Текст:
++++++++

Хе, забавно. Наткнулся на хорошем сайте на воспоминания о отце Керенского в период его работы в Ташкенте. Этот тот самый Керенский, директор училища, в котором учился Ленин. Уже как-то сталкивался со строками о нем, в сборнике "О Ленине - правду", который сам же и сканировал. Керенский был единственный педагог, который поставил молодому Ульянову четверку. По логике. Судя по воспоминаниям современников, был формалист, придира и необщительный человек. Революционному движению, конечно, не сочувствовал. Закончилось тем, что будущий герой ПМВ Самсонов в бытность генерал-губернатором Туркестана оказался недоволен работой Ташкентского училища и карьера керенского закатилась - вернулся на родину и прожил остаток дней в отставке.
А вот воспоминания его коллеги Остроумова, записанные в 1927-28 гг.

++++++++

[Записи с разметкой ограничивающих рамок]
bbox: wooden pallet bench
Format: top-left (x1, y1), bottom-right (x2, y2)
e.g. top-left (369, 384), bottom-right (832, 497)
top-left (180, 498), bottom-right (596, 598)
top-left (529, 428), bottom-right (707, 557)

++++++++

Задания:
• a. Кто, согласно тексту об отце Керенского, был недоволен работой Ташкентского училища в бытность генерал-губернатором Туркестана?
• b. Какие характеристики Керенского текст об отце Керенского приводит со ссылкой на воспоминания современников? Перечислите их все.
Записи никак не связаны с текстом.

Ответы:
• a. Этим генерал-губернатором был Самсонов.

• b. Керенский был формалистом, придирой и необщительным человеком.